- **Set task**
Copy the data that follows, character for character, minus the pictures.

=-=-=-=-=

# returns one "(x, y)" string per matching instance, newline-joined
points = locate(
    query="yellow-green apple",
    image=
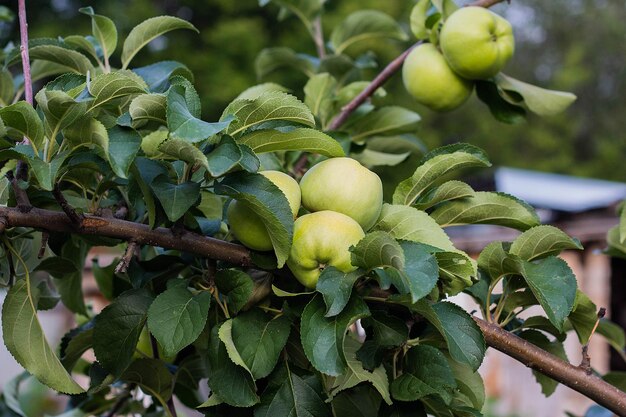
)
(430, 80)
(476, 42)
(248, 227)
(322, 239)
(345, 186)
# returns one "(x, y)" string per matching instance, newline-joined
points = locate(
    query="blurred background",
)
(572, 45)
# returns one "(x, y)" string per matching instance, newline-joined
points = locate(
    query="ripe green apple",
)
(321, 239)
(248, 227)
(476, 42)
(345, 186)
(430, 80)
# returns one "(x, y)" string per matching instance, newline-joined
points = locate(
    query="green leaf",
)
(47, 172)
(449, 190)
(471, 388)
(88, 132)
(110, 86)
(408, 223)
(357, 374)
(184, 151)
(617, 379)
(387, 330)
(68, 58)
(385, 121)
(554, 285)
(226, 336)
(538, 100)
(418, 19)
(7, 89)
(360, 401)
(271, 59)
(322, 338)
(60, 110)
(182, 122)
(542, 241)
(465, 341)
(148, 108)
(26, 341)
(319, 94)
(274, 105)
(502, 110)
(153, 377)
(103, 30)
(583, 317)
(378, 249)
(487, 208)
(296, 396)
(300, 139)
(124, 144)
(365, 25)
(426, 372)
(336, 288)
(24, 119)
(371, 158)
(255, 91)
(435, 165)
(232, 383)
(259, 339)
(265, 199)
(176, 318)
(225, 157)
(117, 329)
(615, 246)
(75, 343)
(548, 385)
(236, 285)
(176, 199)
(148, 30)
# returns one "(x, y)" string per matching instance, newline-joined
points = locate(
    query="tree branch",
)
(385, 74)
(55, 221)
(28, 84)
(538, 359)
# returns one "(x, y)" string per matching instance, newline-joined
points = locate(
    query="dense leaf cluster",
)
(132, 140)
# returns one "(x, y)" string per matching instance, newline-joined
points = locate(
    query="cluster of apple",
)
(475, 44)
(343, 199)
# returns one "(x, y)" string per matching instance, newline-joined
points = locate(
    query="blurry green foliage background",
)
(572, 45)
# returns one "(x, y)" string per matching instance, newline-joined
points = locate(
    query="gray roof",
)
(559, 192)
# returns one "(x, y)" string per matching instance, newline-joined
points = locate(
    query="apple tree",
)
(256, 242)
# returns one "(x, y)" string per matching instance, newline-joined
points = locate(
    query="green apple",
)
(476, 42)
(248, 227)
(430, 80)
(322, 239)
(345, 186)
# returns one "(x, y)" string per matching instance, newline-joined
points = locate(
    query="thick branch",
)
(538, 359)
(54, 221)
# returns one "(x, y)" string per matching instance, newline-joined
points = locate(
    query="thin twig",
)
(122, 266)
(23, 202)
(586, 361)
(28, 83)
(44, 244)
(77, 219)
(55, 221)
(318, 37)
(538, 359)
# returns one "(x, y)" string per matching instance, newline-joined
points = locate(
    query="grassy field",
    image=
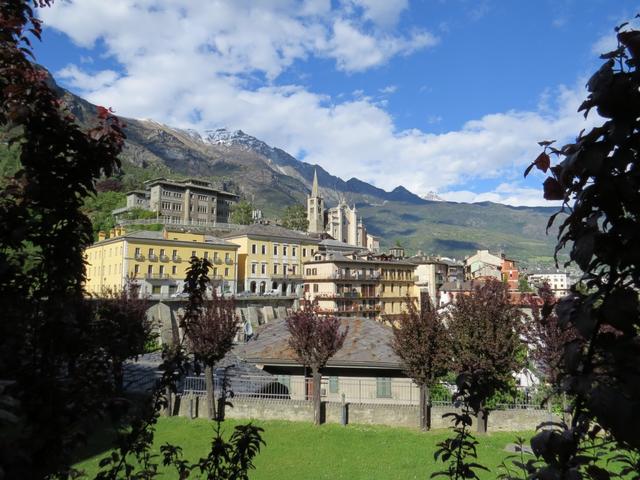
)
(299, 450)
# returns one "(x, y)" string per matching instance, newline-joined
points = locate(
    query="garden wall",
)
(358, 413)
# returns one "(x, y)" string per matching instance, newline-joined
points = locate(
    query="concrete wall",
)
(361, 413)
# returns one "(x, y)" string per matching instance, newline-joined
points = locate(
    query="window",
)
(383, 387)
(333, 385)
(284, 380)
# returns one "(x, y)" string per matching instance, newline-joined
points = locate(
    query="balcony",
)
(355, 276)
(158, 276)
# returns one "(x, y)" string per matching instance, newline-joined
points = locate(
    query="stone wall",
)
(360, 413)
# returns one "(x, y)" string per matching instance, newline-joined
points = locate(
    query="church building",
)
(341, 222)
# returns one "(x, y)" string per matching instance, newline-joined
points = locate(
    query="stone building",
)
(190, 201)
(341, 222)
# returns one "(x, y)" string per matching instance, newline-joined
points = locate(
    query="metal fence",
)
(389, 391)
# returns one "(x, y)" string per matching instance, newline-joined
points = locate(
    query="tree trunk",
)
(317, 381)
(425, 408)
(482, 419)
(208, 381)
(167, 396)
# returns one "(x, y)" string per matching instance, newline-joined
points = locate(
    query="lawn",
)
(298, 450)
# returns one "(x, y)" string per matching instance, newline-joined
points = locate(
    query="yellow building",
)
(270, 258)
(157, 261)
(352, 286)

=-=-=-=-=

- **Exercise result**
# returns one "(x, y)" string per matching instance, newline-joined
points = locate(
    query="yellow-green apple",
    image=
)
(430, 80)
(476, 42)
(248, 227)
(322, 239)
(345, 186)
# returns one "(x, y)" string per matching instance, newline-joined
points = locate(
    query="blurred background",
)
(572, 45)
# returns one "(x, y)" string per matching instance, newline-joined
points = locate(
    query="ripe green apple",
)
(321, 239)
(248, 227)
(476, 42)
(345, 186)
(430, 80)
# returns one "(x, y)" string per matching instance, newline-joined
points = locate(
    query="green leaf",
)
(47, 172)
(449, 190)
(471, 388)
(88, 132)
(110, 86)
(408, 223)
(357, 374)
(184, 151)
(617, 379)
(387, 330)
(68, 58)
(385, 121)
(554, 285)
(226, 336)
(538, 100)
(418, 19)
(7, 89)
(360, 401)
(271, 59)
(322, 338)
(60, 110)
(182, 122)
(542, 241)
(465, 341)
(148, 108)
(26, 341)
(319, 94)
(274, 105)
(502, 110)
(153, 377)
(103, 30)
(583, 317)
(378, 249)
(487, 208)
(296, 396)
(300, 139)
(124, 144)
(365, 25)
(426, 372)
(336, 288)
(24, 119)
(371, 158)
(255, 91)
(435, 165)
(232, 383)
(259, 339)
(265, 199)
(176, 318)
(225, 157)
(117, 329)
(615, 246)
(75, 343)
(548, 385)
(236, 285)
(176, 199)
(148, 30)
# returns one "(x, y)" string per matching instance, newline-joined
points = locate(
    query="tree branch",
)
(385, 74)
(55, 221)
(28, 84)
(538, 359)
# returns one "(x, y)" string per matching instance, newline-joined
points = locate(
    query="dense leaf cluster",
)
(132, 140)
# returns one "(x, y)" string per matching instance, newline-joined
points = locate(
    query="cluster of apple",
)
(475, 44)
(343, 199)
# returns one "(x, y)" string per matching instance, newline-joined
points = locate(
    query="blurry green foliage background",
)
(572, 45)
# returns one "(x, y)" string per matching instance, newline-joined
points = locate(
    query="gray roof",
)
(559, 192)
# returns one "(x, y)" string per matching instance, newline-joined
points = locate(
    query="apple tree",
)
(256, 242)
# returns one "(x, y)" string per matching instance, newline-joined
points = locate(
    query="green apple",
)
(476, 42)
(248, 227)
(430, 80)
(322, 239)
(345, 186)
# returns one "(x, y)" string per matching instance, newline-joined
points = locate(
    query="thick branch",
)
(538, 359)
(54, 221)
# returns one "(x, y)" string per matching instance, newline-joined
points = locate(
    query="thin twig",
)
(122, 266)
(23, 202)
(586, 361)
(28, 83)
(44, 244)
(77, 219)
(55, 221)
(318, 37)
(538, 359)
# returns one "(x, y)" string per matching instance, newline-joined
points = locate(
    query="grassy field",
    image=
)
(299, 450)
# returns one "(x, y)" string per matching instance, newline-joined
points = locate(
    query="garden wall",
)
(358, 413)
# returns one "(x, y)" string per matching instance, newline-joined
points = locate(
    query="concrete wall",
)
(361, 413)
# returns one "(x, y)" string per matching instance, newline-joined
points = locate(
    query="window",
)
(383, 387)
(333, 385)
(284, 380)
# returns one "(x, y)" string per matching instance, newline-joined
points = locate(
    query="balcony",
)
(355, 276)
(158, 276)
# returns one "(x, y)" string per matching instance, newline-joined
points = locate(
    query="stone wall",
)
(360, 413)
# returns one "(x, y)" string per matching instance, newline-joined
points = locate(
    query="church building",
)
(341, 222)
# returns one "(x, y)" string per matching instance, newline-joined
points = locate(
    query="stone building",
)
(190, 201)
(341, 222)
# returns one "(x, y)" string per matching instance, newline-joined
points = locate(
    query="metal fence",
)
(389, 391)
# returns one "(x, y)" string per matching instance, newline-joined
points = locate(
    query="tree trunk",
)
(317, 381)
(425, 408)
(482, 419)
(208, 381)
(167, 396)
# returns one "(x, y)" string per matching instance, newline-joined
points = locate(
    query="lawn",
)
(298, 450)
# returns one "(x, y)" string per matching instance, newline-joined
points = locate(
    query="yellow building",
)
(270, 258)
(157, 261)
(352, 286)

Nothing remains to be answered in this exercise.